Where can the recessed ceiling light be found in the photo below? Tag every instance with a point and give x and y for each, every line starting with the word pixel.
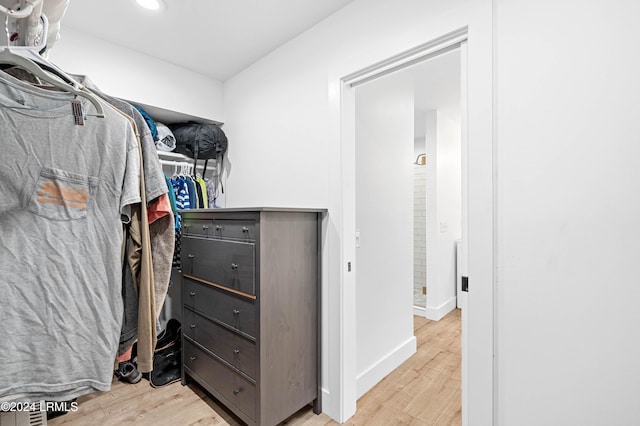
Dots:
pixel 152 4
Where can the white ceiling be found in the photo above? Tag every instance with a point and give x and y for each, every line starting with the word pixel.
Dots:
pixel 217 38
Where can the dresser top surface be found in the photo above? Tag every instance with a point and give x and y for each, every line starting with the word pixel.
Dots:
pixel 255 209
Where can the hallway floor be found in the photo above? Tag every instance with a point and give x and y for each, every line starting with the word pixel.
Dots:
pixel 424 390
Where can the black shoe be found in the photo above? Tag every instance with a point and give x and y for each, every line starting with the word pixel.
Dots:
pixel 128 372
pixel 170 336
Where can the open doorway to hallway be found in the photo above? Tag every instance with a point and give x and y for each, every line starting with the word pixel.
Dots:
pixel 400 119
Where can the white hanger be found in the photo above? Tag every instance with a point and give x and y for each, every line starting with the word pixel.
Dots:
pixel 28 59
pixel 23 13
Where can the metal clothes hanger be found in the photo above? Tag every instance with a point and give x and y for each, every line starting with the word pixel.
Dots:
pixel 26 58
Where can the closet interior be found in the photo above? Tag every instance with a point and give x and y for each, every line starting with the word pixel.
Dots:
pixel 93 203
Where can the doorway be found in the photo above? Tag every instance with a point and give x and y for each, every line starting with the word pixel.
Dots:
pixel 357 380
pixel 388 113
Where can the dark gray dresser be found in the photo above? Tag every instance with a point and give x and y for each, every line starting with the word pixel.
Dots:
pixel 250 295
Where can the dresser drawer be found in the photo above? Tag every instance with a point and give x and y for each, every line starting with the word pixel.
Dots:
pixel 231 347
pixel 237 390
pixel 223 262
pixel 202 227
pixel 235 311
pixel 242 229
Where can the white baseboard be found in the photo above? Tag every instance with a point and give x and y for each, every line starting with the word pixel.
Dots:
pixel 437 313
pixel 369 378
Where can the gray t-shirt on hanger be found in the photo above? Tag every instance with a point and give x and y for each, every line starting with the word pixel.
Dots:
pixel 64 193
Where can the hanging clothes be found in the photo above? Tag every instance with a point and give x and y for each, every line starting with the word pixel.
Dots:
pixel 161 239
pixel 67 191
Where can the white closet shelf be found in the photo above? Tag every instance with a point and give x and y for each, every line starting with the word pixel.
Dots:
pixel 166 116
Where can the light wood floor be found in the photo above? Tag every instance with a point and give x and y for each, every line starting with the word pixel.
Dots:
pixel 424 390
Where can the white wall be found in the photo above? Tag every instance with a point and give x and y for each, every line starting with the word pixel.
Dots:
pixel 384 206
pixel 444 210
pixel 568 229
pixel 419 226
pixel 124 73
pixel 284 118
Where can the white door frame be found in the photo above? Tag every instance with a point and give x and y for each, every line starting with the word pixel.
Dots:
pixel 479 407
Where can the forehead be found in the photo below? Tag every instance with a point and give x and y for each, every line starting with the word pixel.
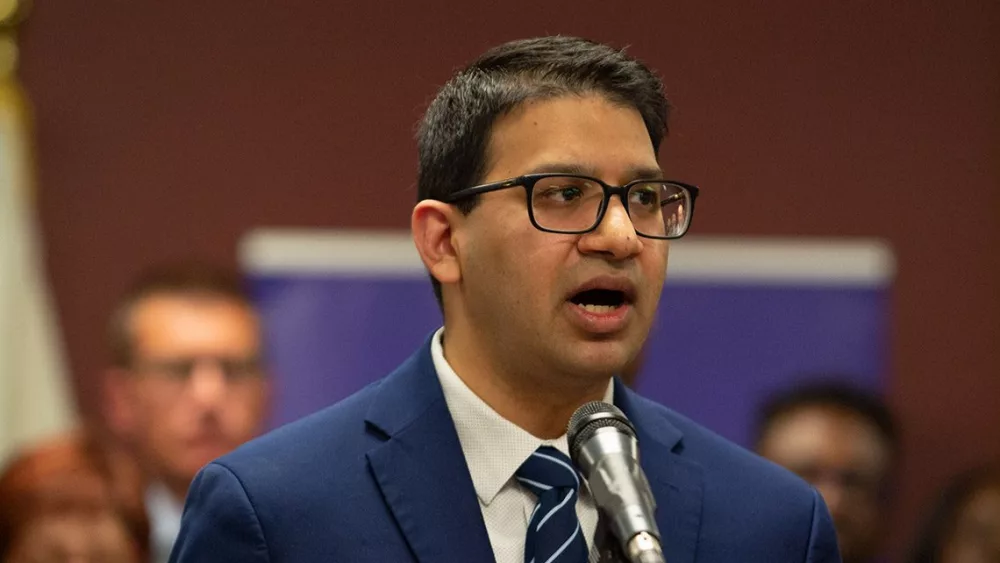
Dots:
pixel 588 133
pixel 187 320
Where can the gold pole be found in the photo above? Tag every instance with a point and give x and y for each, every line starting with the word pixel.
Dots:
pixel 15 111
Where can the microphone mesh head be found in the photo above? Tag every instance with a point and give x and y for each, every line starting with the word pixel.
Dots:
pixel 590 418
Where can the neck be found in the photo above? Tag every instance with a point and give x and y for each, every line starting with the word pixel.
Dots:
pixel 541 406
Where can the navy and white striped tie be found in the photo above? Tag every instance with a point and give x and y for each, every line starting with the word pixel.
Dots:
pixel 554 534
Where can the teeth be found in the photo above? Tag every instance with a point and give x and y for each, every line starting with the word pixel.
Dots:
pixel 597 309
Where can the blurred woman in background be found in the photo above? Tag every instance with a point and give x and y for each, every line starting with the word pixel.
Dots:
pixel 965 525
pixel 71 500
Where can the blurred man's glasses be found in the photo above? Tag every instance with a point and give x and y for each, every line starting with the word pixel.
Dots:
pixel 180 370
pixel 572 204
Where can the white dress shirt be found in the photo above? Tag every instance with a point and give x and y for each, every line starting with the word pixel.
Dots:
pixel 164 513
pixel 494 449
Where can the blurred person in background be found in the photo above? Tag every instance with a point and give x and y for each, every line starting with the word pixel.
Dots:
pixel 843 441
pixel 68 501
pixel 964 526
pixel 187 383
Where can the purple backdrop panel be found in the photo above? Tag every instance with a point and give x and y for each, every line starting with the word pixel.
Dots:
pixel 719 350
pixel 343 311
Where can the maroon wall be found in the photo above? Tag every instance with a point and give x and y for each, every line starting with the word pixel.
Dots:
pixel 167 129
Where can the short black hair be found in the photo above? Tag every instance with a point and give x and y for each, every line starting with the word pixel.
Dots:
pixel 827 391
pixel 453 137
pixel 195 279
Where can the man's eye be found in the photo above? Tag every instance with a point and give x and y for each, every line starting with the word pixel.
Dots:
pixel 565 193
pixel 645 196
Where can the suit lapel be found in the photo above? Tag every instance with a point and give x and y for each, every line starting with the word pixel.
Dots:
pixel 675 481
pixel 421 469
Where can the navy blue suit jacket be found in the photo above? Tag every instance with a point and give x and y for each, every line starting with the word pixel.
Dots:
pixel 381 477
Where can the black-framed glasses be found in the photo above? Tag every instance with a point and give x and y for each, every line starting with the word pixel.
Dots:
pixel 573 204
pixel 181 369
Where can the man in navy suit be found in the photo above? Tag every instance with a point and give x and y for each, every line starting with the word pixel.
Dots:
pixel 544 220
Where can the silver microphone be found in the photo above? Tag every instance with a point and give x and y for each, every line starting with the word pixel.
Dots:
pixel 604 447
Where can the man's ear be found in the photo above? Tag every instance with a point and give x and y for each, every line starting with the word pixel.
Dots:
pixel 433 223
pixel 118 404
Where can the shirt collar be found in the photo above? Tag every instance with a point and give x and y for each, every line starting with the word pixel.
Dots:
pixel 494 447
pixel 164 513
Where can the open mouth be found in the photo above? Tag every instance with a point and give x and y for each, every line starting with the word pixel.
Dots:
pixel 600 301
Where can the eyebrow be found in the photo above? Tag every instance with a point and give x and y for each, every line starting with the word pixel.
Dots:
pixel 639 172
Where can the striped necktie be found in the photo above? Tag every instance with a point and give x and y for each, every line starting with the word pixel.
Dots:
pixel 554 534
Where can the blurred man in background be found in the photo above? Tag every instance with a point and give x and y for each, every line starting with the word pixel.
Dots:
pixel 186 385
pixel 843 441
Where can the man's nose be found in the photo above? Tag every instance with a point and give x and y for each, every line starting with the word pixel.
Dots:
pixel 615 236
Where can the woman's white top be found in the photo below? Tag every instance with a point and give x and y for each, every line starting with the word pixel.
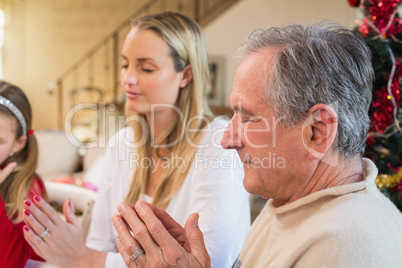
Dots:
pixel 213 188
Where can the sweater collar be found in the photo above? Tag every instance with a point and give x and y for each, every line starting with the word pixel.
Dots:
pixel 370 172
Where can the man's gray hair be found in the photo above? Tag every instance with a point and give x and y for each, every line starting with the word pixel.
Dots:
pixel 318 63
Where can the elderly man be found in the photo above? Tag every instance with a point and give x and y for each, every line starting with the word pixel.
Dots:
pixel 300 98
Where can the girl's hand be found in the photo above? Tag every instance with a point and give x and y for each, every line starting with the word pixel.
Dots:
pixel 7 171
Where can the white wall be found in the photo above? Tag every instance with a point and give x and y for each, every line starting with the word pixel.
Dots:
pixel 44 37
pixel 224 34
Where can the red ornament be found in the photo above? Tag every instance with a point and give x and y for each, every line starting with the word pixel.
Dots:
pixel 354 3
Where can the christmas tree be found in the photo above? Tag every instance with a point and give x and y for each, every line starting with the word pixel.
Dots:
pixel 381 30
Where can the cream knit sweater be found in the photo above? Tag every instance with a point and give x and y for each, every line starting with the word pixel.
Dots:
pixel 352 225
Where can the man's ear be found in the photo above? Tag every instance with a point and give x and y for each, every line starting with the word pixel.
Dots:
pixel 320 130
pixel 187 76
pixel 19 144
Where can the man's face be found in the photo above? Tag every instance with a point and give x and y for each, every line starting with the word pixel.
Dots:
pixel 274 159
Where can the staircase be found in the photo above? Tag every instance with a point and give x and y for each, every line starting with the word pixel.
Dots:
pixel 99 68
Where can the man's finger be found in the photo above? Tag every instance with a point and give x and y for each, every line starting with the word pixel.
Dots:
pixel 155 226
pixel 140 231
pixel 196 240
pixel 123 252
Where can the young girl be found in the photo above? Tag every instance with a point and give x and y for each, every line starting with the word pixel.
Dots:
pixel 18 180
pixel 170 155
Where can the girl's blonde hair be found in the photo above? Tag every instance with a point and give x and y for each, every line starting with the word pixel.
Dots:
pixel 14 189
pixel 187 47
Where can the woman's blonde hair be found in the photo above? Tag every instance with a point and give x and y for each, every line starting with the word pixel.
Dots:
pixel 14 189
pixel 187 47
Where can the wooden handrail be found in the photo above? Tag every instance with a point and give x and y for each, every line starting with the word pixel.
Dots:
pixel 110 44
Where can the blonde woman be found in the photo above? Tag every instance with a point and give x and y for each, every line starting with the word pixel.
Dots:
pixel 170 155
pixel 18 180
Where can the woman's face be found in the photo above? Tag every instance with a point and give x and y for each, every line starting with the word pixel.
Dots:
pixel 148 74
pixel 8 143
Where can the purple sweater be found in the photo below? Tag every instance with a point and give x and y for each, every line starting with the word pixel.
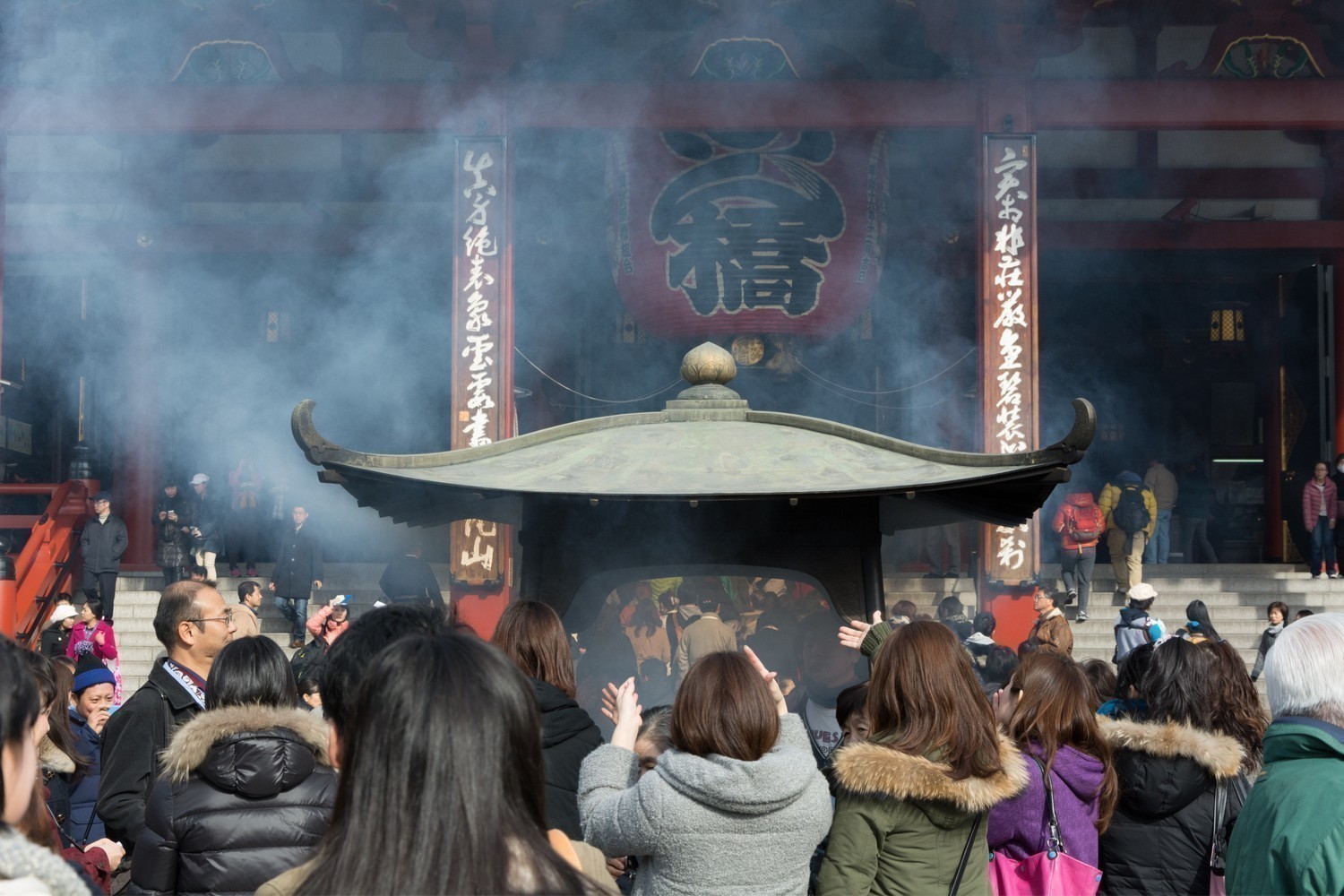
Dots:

Set problem
Format the lines of data above as a numbered list, starting at the line that contains "Where can the teeth" and ending at the line that contains "pixel 494 449", and leave out any blank lines.

Right answer
1. Where can the teeth be found in the photo above? Tag every instance with a point and give x and y for each, every line starting with the word pixel.
2. Dots:
3. pixel 597 309
4. Where can the blurred woman in background be found in the photo above? Tag every instance with a point and give x and y for each, every line starting with the word pixel.
5. Dots:
6. pixel 965 525
7. pixel 71 500
8. Where can the blurred man's glasses be found in the photo above? Tag every instance with a point and give x and y for each, every line starting with the word pixel.
9. Dots:
10. pixel 180 370
11. pixel 572 204
12. Where can the white dress shirt be found in the photo above? Tag every instance with a point and give x and y for each, every line starting with the word pixel.
13. Dots:
14. pixel 164 513
15. pixel 494 449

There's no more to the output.